## Assignment:
Copy every entry word for word. Skip the pictures.

[Image-grounded pointing data]
######

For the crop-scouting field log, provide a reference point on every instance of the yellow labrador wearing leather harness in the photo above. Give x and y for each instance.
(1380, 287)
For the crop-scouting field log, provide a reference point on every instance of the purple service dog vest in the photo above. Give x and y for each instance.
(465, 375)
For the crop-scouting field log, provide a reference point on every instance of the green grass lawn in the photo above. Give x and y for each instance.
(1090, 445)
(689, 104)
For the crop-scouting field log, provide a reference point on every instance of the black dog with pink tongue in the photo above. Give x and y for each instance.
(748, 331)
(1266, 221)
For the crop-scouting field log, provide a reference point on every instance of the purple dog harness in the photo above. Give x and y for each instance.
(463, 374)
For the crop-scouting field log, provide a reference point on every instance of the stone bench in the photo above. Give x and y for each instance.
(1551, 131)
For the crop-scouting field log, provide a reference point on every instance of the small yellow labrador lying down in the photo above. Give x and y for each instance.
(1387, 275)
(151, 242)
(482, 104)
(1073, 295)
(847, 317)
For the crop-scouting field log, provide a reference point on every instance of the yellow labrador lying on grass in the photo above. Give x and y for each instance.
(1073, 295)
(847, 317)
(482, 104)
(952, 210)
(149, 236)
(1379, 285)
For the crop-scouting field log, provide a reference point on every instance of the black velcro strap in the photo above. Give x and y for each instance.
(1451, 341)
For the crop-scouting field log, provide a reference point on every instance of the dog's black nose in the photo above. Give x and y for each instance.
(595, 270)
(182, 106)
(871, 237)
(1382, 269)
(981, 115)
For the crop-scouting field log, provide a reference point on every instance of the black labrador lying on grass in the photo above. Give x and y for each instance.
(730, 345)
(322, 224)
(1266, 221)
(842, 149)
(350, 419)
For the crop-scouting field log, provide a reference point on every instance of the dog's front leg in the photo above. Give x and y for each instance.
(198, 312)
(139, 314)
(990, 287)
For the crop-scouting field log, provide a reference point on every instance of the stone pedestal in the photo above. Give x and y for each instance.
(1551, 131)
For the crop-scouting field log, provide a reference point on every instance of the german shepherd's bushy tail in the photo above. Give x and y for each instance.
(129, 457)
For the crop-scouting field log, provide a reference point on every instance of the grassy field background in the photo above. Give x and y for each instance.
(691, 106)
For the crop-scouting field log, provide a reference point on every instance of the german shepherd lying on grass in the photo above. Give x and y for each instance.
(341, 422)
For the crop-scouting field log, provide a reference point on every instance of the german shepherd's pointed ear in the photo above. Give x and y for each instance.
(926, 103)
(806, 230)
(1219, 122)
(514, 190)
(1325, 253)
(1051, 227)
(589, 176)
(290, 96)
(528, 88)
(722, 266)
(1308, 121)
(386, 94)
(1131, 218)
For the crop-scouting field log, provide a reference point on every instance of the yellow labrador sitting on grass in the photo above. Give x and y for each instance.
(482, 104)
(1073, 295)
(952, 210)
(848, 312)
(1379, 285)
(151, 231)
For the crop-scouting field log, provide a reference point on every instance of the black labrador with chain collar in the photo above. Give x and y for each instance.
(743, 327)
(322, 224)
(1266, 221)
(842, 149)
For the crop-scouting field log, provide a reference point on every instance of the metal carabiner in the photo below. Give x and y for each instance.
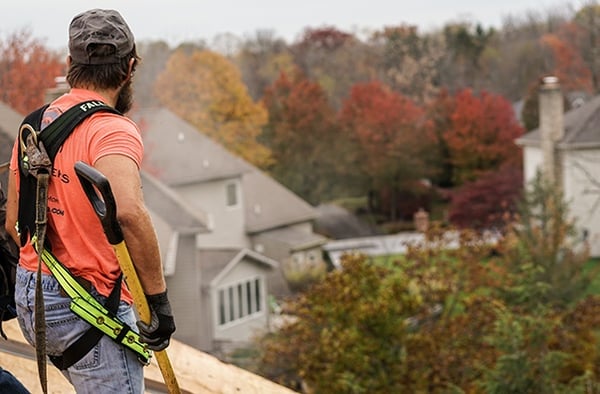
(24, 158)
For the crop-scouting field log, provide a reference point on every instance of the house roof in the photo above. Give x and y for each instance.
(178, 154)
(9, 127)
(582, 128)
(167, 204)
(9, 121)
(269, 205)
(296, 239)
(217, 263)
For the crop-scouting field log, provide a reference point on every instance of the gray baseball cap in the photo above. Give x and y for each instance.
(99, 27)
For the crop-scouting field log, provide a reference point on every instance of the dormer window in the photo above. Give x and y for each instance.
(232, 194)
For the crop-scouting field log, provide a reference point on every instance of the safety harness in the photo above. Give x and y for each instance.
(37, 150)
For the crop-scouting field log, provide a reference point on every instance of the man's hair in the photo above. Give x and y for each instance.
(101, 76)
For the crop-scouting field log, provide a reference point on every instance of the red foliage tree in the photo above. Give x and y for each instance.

######

## Written answer:
For the crop-scouting field log, provide a reference point on every instance of the yellow labrador wearing leather harness in the photo above. Give x and y for each instance.
(1380, 287)
For the crop-scouting field log, provide a reference point on every instance of the purple service dog vest in the photo above. Give x and y for each instance.
(465, 375)
For the crop-scouting field log, provide a reference point on every instance of the green grass lawn in the photo above. Give x and y for each instance.
(1090, 445)
(689, 104)
For the crop-scouting field log, provide a reference point on every instance of the black dog with pink tongue in the photo above. Give x and y for each instance.
(748, 331)
(1266, 221)
For the crop-scouting field log, provide a reference point on every instance of the purple dog harness in the photo above. Give x and y for each instance.
(463, 374)
For the crop-scouting field log, provide a reference point on every instance of the stone bench in the photo above. Give x and y for each instance.
(1551, 131)
For the crop-scouting field log, provide a reference point on every instance of the small yellow labrador lying down in the photo above. Give x and y for each instance.
(1387, 275)
(151, 242)
(482, 104)
(1073, 295)
(847, 317)
For the crop-scouting field log, provide a reference point on every instance of the yellow labrador lying on grass in the photo above. Give x and y for each instance.
(1073, 295)
(847, 317)
(482, 104)
(952, 210)
(149, 236)
(1379, 285)
For the crop-scouting field log, provide a reference point on every instance of the black velcro strap in the photo above. Give x and y for each instance.
(1451, 341)
For the crop-scouting field log, provide a reference point on every instance of the dog's black nose in the photo above. Give x and y for each instance.
(595, 270)
(182, 106)
(871, 237)
(1382, 269)
(981, 115)
For the crop-scouting field log, provide a reference point on every instance of the black labrador lying on grass in the photo above. Give x and y for each instance.
(730, 345)
(322, 224)
(1266, 221)
(842, 149)
(350, 419)
For the crop-scouting field log, provide a reference point on every instance of the dog's front leg in the photo above. Give x and y for each instance.
(198, 312)
(139, 314)
(990, 287)
For the crop-scouting field log, provide a reference point on every instance of the stone pedestal in the photo above. Give x and y for each instance.
(1551, 131)
For the crop-scouting field log, provide a reference point on every instance of the german shepherd's bushy tail in the photo above. Give x and y for each instance.
(129, 457)
For the crop-scouting field log, provide a reference point on every instance of the grassy field background in the photo above. Give x and y for each instance.
(691, 106)
For the crop-scouting field log, provide a reference point on every instance of the german shepherd lying on grass in the photo above. Give x and y for each instance.
(341, 422)
For the crop-scouting field log, provide a reference point on every instance of the german shepherd's pointed ear in the photo above. Give x and y for each instance.
(926, 103)
(806, 230)
(1219, 122)
(514, 190)
(1325, 253)
(1051, 227)
(589, 176)
(290, 96)
(528, 88)
(722, 266)
(1308, 121)
(386, 94)
(1131, 218)
For the crop-scouting field log, provide a reference point on every instance of the yellow labrador sitting on grass in the photo above. Give x and y for each instance.
(482, 104)
(1073, 295)
(952, 210)
(848, 312)
(1379, 285)
(151, 231)
For the crop-scouting field log, provide a reference point on every instance of the black labrador with chain collar in the photo above. Give x and y for each instance.
(743, 327)
(322, 224)
(1266, 221)
(842, 149)
For the crop-scouting field log, provide a reference point on every instance of the metal carabiner in the photo below. Give x and y for each instance.
(24, 158)
For the crop-scouting field log, provide a reference point on every instance of the house roof in the photo above. Give x and y for each instance.
(178, 154)
(9, 127)
(582, 128)
(167, 204)
(9, 121)
(269, 205)
(296, 239)
(217, 263)
For the crop-scouting field log, provide a reference point on every instance of the gray baseball cap in the photo above. Give x and y for each instance.
(99, 27)
For the crop-scouting field log, provide a reference point on every instance of the dormer window in the photo above. Give x and y for each instance.
(232, 194)
For the crop-scouting field log, provide a reference point on every instance of the safety harness in the photo above. Give x and y for each instance.
(37, 150)
For the crop-scouting field log, provide a reference point on every instance of the man's hair in the photo above. Give x and y for each instance.
(101, 76)
For the crop-scouting field log, provide a reference point on every instance of the red foliage tree in the photo above. Give x and y for each instance.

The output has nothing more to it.